● **Listed entries**

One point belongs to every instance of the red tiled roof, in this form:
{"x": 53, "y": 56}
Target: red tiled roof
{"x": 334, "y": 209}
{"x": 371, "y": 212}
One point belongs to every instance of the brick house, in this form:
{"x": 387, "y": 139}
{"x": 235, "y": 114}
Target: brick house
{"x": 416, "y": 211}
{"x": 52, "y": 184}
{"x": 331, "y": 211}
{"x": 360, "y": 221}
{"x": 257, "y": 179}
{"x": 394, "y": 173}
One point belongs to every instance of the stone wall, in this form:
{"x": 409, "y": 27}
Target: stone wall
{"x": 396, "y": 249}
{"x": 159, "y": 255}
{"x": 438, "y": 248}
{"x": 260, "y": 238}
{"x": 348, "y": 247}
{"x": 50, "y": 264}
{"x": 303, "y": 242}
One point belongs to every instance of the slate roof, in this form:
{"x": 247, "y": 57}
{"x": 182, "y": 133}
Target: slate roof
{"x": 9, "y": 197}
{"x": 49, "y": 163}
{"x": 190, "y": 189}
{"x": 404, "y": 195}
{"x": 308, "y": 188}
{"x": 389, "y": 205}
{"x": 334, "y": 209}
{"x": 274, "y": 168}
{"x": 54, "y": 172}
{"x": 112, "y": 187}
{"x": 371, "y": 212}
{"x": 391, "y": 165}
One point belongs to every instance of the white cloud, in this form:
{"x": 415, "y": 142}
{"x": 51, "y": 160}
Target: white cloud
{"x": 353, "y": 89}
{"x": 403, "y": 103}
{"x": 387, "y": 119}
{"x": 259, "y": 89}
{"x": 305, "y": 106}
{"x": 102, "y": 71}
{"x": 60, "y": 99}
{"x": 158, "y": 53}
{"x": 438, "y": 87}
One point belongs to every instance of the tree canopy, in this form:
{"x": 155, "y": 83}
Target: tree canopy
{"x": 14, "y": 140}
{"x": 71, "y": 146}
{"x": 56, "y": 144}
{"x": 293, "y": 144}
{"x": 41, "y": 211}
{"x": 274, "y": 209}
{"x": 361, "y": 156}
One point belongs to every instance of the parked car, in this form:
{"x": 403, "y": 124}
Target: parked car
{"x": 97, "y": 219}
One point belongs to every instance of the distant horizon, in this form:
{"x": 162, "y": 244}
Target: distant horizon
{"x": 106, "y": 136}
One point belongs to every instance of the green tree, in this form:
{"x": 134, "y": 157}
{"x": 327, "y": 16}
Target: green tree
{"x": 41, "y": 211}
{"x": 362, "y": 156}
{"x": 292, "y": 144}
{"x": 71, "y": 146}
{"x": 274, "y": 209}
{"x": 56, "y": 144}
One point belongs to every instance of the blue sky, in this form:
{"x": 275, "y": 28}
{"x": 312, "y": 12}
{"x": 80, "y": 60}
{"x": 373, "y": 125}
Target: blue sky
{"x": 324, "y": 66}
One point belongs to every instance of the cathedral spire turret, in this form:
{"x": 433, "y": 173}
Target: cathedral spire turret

● **Directions for this task**
Leave out every line above except those from the line with "Target: slate roof" up to and including the line with "One point belongs to every instance of the white", and copy those exactly.

● **Completed task**
Target: slate roof
{"x": 9, "y": 197}
{"x": 49, "y": 163}
{"x": 190, "y": 189}
{"x": 404, "y": 195}
{"x": 308, "y": 188}
{"x": 389, "y": 205}
{"x": 334, "y": 209}
{"x": 274, "y": 168}
{"x": 54, "y": 172}
{"x": 112, "y": 187}
{"x": 371, "y": 212}
{"x": 391, "y": 165}
One point belongs to every instance of the white cloud, in this form:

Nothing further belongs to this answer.